_What is required_
Summarize the blog post below in three sentences.

So in just a few short hours I will 25! It’s so crazy how the past 8 or so years have just flown by. I am kinda excited for this year though. I have a personal trainer at an awesome gym and am committed to getting back in shape. I am even considering entering a fitness competition. I have a LONG way to go to do that but it is something I have always wanted to do and I am not getting any younger. Things with D are the best they have ever been, I am learning more Italian every day and slowly feel like I am fitting in here. I have made a great friend in Claire who lives in Rome, which is funny because I only got to know her after I had already moved from there-go figure. But it feels great to have a good friend who can understands what I am going through and always has time to chit chat. I have decided I will venture down to Rome once a month or so to keep the friendship going and of course spend some time with D’s family. And there is always the possibility we will live there again someday and having a close friend there will probably make me more willing to go back. I am also thankful I have my two chinchillas who bring me more happiness than I ever thought pets could. And I am hoping there will be baby chinchillas soon!
But the best part of it all is I am spending the next week IN AUSTRIA!
Ciao y’all and see you when I get back!
It seems you can’t write about anything without some clueless moron making an idiotic comment that has nothing to do with anything. Case in point, this comment telling me that there is no way I can be “too tall for Italy”:
*note all errors in spelling and punctuation are of the author*
“Im sorry to say that you must be mistaken. i myself am siciliano and am nearly 6′3. there are lots of tall italians, naming just a few american-italians so you will know such as fed castellucio (furio giunta in the sopranos), james gandolfini, jovanotti ( italian singer) , monica belluci who is 5′9 thats pretty tall for a woman and andrea bocelli is just under 6′2. how tall are you? u must be very tall to call italians short. you don’t list your height anywhere which is strange considering the name, so i think you’re using italians as a scape goat to accentuate how tall you are. i agree many of the older generation are smaller due to war malnutrition but as you seem pretty young as this generation i would have thought you thought italians average height.”
UUUMMM…Thanks for pointing out the heights of various Sopranos cast members. Because they are who I am talking about when I say I feel awkwardly tall here in Italy. Oh and for telling me who Jovanotti is, because I had NO IDEA. Here is my response, and yes I am trying to bite my tongue:
“I don’t see how I am mistaken, I live in Italy and I am significantly taller than about 90% of the people around me at all times. I am not the only one who thinks this or makes comments about it either. Monica Bellucci is 5′7″ (Bellucci’s IMDB BIO) but even if she were 5′9″ I would still be taller than her. I never said I was the tallest person in Italy or taller than James Gandolfini (rolls eyes). I’m not using anyone as a scapegoat for anything. I never said Italians were short, I said I was tall. It’s sad that you are unable to see humor in anything. I guess I have to spell it out: being “too tall” in Italy goes beyond height, it’s just one of several ways I stand out as a foreigner here. Hope that clears it up for you.”
For the record, I purposefully do not disclose my height because it doesn’t matter. If I say my height, there will be stupid comments about how “so and so” is taller, defeating the point entirely. And the point is I feel out of place as a foreigner and being tall is only a piece of that. Am I the tallest person here? NO. But am I taller than average? YES. There is comedic license and exaggeration in this blog, deal with it. And for the future reference, any stupid comments left on MY blog will be deleted and ignored.

_Given entries_
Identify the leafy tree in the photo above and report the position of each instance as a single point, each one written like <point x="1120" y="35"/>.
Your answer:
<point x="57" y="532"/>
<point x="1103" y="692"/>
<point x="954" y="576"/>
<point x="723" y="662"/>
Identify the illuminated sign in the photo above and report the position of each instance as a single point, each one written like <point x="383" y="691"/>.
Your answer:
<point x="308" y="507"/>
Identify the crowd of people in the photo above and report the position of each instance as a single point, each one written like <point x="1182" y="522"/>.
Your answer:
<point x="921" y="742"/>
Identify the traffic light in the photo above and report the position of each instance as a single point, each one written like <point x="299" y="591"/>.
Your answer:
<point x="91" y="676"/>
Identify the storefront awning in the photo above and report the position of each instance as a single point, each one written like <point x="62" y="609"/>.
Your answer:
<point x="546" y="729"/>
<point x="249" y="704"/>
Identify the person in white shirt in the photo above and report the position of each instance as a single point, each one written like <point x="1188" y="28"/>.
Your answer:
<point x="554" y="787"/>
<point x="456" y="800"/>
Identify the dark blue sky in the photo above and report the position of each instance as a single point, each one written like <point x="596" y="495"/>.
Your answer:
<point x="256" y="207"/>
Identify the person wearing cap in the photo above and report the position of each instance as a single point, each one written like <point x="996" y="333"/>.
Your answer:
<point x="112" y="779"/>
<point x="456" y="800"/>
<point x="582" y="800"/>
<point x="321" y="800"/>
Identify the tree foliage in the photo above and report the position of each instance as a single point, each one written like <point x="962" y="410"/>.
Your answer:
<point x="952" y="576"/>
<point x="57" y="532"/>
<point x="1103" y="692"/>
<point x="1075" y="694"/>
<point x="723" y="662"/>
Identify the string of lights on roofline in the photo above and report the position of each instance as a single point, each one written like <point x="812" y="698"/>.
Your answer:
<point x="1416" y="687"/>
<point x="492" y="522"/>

_Task response_
About to turn 25, the writer feels excited about the coming year, with a personal trainer, possible plans for a fitness competition, growing Italian skills, a new friend in Rome, two beloved chinchillas and a week in Austria ahead. The writer then quotes a commenter who insisted there is no way to be "too tall for Italy" and listed tall Italians, and gives a reply saying the point was never that Italians are short but that height is one of several ways a foreigner stands out there. The writer adds that their height is deliberately left undisclosed, that the blog uses comedic exaggeration, and that stupid comments will be deleted and ignored.